* TEXT PROVIDED:
-------

Eight Critical Questions for Leading with Intention

Leading With Intention
Your leadership effectiveness is a direct result of the level of intention with which you operate.

In Leading With Intention, author Mindy Hall says leading with intention means “consciously deciding to lead by design rather than by default; being mindful of who it is you want to be and then living into that picture twenty-four hours a day. It is about seeing opportunities every day, in every interaction, to shape the tone, the experience, and the outcome of those interactions.”

Everything you do sends a message. It begins with self-awareness. “The rest is practice, consistency, and continuous effort.” Here are eight critical questions from Leading With Intention that the intentional leader needs to ask:
  1. What kind of environment do you create in your interactions with others? Does it inspire people to be their best? You are 100% responsible for the tone you set.
  2. Are you clear about your intentions? The simple act of being clear in your own mind about your intentions helps you come across as more grounded, prepared, and transparent.
  3. Do you have preconceived notions or mind-sets of a person or situation? Mindsets are not static; they are dynamic and with new information and/or experience we can shift our mind-sets. The key is being conscious of your mind-sets and being open to challenging them.

-------

* INFORMATION SHOWN:
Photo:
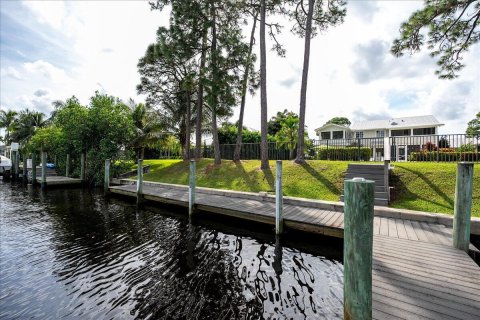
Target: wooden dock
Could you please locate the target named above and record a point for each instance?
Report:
(417, 274)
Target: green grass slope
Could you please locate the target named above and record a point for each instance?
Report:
(429, 186)
(418, 186)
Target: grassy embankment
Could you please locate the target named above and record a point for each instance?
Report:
(419, 186)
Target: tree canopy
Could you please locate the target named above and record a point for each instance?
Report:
(473, 126)
(452, 28)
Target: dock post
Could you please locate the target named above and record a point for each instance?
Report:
(107, 176)
(358, 249)
(67, 166)
(140, 181)
(25, 171)
(44, 170)
(278, 198)
(191, 188)
(463, 206)
(34, 168)
(82, 168)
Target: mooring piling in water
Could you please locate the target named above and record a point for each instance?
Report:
(140, 181)
(278, 198)
(82, 167)
(34, 168)
(463, 206)
(44, 170)
(67, 166)
(106, 184)
(25, 170)
(191, 188)
(358, 249)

-------

* WHAT IS NEEDED: In the leadership text, who wrote Leading With Intention? Please answer from the leadership text alone, not the lines.

* ANSWER SPACE: Mindy Hall